• Exercise materials:
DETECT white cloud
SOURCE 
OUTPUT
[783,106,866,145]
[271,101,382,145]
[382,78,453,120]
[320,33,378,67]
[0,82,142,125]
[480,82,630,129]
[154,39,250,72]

* * *

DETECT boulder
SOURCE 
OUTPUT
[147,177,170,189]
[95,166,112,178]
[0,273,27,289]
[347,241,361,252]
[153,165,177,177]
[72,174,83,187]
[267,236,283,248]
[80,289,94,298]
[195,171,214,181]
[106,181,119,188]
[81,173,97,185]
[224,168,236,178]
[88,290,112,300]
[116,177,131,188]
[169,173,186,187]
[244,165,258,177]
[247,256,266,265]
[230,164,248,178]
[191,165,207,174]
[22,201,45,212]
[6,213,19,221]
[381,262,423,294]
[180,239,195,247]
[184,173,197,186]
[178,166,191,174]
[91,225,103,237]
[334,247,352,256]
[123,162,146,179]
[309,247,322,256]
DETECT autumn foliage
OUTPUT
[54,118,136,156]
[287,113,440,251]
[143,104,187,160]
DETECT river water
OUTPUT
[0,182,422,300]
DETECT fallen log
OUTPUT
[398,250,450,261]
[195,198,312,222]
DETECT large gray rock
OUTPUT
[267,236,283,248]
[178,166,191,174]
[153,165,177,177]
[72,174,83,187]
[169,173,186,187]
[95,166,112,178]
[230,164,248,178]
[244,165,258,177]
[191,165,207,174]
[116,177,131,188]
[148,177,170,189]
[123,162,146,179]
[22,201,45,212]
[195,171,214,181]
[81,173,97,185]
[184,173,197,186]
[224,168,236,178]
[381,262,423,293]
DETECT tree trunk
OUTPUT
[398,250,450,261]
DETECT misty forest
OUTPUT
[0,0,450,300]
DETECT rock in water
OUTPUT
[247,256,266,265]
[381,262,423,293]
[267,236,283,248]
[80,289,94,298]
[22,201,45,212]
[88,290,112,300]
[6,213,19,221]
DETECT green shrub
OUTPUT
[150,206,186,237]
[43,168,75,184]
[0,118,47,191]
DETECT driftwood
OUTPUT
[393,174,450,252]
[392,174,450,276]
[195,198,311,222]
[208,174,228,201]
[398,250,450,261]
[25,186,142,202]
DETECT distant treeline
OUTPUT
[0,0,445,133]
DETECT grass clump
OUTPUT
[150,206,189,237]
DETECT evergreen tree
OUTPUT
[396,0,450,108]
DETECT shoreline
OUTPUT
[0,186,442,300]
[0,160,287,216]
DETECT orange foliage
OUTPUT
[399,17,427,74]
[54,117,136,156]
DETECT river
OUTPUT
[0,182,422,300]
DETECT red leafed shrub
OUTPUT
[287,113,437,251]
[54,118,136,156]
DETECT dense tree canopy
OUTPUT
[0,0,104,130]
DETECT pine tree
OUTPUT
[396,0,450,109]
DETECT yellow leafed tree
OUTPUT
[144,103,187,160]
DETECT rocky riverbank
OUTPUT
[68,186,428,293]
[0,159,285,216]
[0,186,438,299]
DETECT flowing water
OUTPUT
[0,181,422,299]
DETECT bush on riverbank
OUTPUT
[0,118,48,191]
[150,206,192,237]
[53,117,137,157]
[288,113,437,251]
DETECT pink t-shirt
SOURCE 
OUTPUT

...

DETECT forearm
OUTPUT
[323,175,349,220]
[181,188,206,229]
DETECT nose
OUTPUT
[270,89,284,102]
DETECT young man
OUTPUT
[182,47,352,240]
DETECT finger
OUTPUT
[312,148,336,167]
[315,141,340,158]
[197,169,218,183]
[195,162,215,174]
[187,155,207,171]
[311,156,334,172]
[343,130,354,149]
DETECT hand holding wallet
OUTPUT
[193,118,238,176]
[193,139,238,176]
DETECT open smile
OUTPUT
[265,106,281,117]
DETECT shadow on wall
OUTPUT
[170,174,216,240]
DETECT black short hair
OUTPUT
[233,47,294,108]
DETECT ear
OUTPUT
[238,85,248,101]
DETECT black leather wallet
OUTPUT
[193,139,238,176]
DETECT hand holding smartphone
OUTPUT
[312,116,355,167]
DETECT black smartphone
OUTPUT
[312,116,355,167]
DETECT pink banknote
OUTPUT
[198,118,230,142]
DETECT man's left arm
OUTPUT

• What to do:
Copy out the records word for word, everything from the line containing "DETECT river water" down to the line containing "[195,198,312,222]", with both of those lines included.

• Solution for this problem:
DETECT river water
OUTPUT
[0,182,422,300]
DETECT fallen log
OUTPUT
[398,250,450,261]
[195,198,312,222]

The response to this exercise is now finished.